▸ EXERCISE TEXT
━━━━━━━━━━━━━━━━

"In the rain's hesitation/ I heard,/ as the moon cleared the sea,/ our breath." -Dane Dakota, Woman As Beauty
The rain in the poem represents the noise of the world. Inside the rain's pause lies the sound of our breath. Shared, this breathing marks an encounter with the air that can become sacred.
The touch of a loving caregiver cannot be named. It can only be experienced in the deepest place in our soul.
As lovers know, true intimacy transcends both words and our senses.
How do we discover we are alive? We feel the beating of our hearts, see our reflection in the face of a pond, determine our existence by the vibrations our lives make amid the energy of this earth.
How do we encounter another in our human experiences? We breathe our mother's scent, we see other forms we call people, hear voices, taste food together.
And there is touch.
Patients are touched in ways unlike any other encounter.
The very intimacy of caregiver's encounters can make touching as demeaning as a whip or as illuminating as holy light.

━━━━━━━━━━━━━━━━

▸ THE DATA
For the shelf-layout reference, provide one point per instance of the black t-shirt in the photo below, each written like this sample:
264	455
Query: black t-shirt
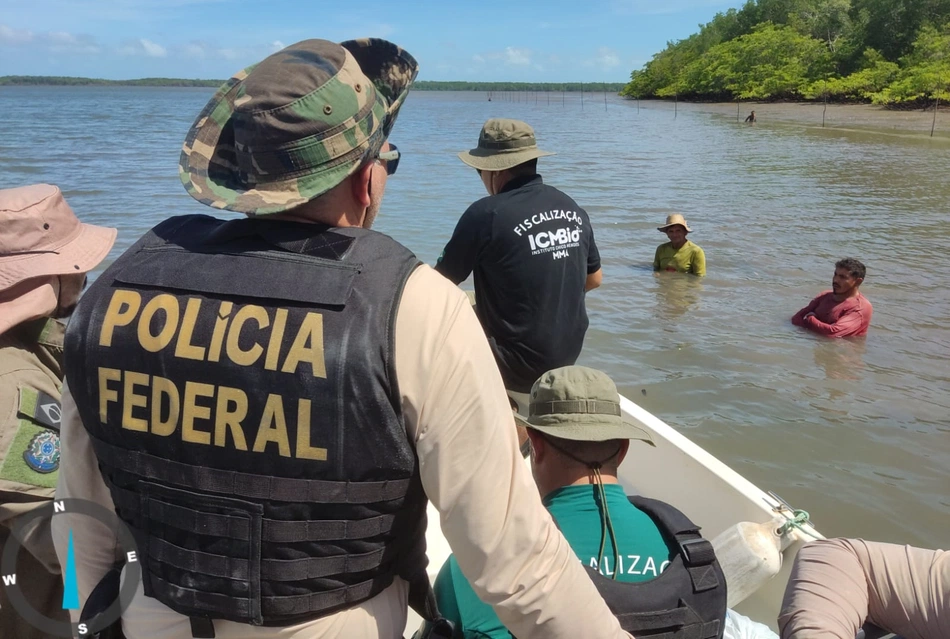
531	248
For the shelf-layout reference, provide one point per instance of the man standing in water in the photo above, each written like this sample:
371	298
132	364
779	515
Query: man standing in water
533	253
843	311
267	402
679	255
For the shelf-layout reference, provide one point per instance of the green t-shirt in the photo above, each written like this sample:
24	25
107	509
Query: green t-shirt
689	258
644	555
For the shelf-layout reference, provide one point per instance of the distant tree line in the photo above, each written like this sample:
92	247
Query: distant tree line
424	85
432	85
892	52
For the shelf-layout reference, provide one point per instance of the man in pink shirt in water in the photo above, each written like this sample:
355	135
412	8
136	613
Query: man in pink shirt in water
842	311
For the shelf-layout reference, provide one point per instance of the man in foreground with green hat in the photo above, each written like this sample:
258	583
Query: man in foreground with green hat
579	438
267	403
533	253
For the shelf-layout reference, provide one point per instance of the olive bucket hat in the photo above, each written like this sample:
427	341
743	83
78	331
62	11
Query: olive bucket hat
503	144
291	127
581	404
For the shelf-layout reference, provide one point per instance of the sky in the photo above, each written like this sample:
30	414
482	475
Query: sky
486	40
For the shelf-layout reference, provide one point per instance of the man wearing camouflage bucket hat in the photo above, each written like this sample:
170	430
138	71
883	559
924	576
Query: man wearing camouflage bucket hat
533	253
267	402
579	437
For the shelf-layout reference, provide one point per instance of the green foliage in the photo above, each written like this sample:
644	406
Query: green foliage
881	50
926	72
771	62
875	75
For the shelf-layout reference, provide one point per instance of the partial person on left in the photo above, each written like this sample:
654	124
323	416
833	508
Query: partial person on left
45	253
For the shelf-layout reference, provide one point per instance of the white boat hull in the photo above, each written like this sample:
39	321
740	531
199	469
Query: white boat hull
706	490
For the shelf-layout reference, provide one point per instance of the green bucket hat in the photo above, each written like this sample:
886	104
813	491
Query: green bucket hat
291	127
580	404
502	144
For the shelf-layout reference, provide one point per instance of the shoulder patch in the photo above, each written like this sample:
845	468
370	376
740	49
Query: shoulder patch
40	407
42	453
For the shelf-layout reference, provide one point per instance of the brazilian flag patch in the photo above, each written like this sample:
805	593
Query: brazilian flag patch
33	456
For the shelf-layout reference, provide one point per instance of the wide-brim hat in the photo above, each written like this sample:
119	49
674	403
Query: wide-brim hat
40	236
580	404
291	127
674	220
503	144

━━━━━━━━━━━━━━━━

▸ TASK REQUIREMENTS
In the passage on caregiving and touch, what does the rain in the quoted poem represent?

▸ SOLUTION TO THE EXERCISE
The noise of the world.